# Who In Charge This Place???



## Ryan V (Jun 12, 2011)

*Who's In Charge of This Site?*

Hi, I'm a pretty new member hear and I have Question. I read some post before that said that the guy who's in charge of this site no longer care about it or it's members. SO... I was wondering, is it shaggy (who made the chat) or maybe SueM (the first member)who is this guy/ girl. Is he/she a member? Why doesn't he/she work on the website anymore? Why is he/she never mentioned? Thanks In advance 

P.S, I know that I may jumping to conclusions (being new and all) so if I am, sorry in advance.


----------



## Ryan V (Jun 12, 2011)

--*--

### The tasks
**A)** Update the stretch of the forum thread from "Hi, I'm a pretty" through "sorry in advance.", replacing "SueM" with "SueB".
**B)** According to the forum thread, why does the poster apologize in advance in the postscript?

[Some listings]
--*--

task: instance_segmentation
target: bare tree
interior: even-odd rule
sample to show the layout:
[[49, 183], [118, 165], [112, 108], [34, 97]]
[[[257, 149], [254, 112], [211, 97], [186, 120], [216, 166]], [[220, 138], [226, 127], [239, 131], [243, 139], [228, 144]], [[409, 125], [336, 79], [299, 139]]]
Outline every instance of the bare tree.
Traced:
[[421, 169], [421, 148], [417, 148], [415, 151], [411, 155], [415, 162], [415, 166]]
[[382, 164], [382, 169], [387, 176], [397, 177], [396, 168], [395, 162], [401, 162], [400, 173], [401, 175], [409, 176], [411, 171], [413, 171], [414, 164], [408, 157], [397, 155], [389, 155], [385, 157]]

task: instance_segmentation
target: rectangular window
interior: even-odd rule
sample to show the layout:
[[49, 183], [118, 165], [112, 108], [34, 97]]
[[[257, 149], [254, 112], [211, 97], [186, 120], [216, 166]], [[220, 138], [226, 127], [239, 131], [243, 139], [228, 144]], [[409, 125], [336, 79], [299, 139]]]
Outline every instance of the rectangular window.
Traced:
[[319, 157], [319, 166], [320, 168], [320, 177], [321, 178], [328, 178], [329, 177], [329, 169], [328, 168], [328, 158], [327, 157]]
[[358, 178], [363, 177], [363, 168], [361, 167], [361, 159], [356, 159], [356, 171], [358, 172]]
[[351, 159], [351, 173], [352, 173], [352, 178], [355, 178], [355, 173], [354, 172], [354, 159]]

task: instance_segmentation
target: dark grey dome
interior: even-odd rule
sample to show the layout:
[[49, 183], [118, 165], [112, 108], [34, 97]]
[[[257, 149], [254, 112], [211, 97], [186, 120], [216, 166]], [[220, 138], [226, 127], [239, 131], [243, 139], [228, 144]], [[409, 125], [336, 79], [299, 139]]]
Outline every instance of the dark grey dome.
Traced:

--*--

### Expected outputs
**A)**
Hi, I'm a pretty new member hear and I have Question. I read some post before that said that the guy who's in charge of this site no longer care about it or it's members. SO... I was wondering, is it shaggy (who made the chat) or maybe SueB (the first member)who is this guy/ girl. Is he/she a member? Why doesn't he/she work on the website anymore? Why is he/she never mentioned? Thanks In advance 

P.S, I know that I may jumping to conclusions (being new and all) so if I am, sorry in advance.

**B)** The poster thinks they may be jumping to conclusions because they are new.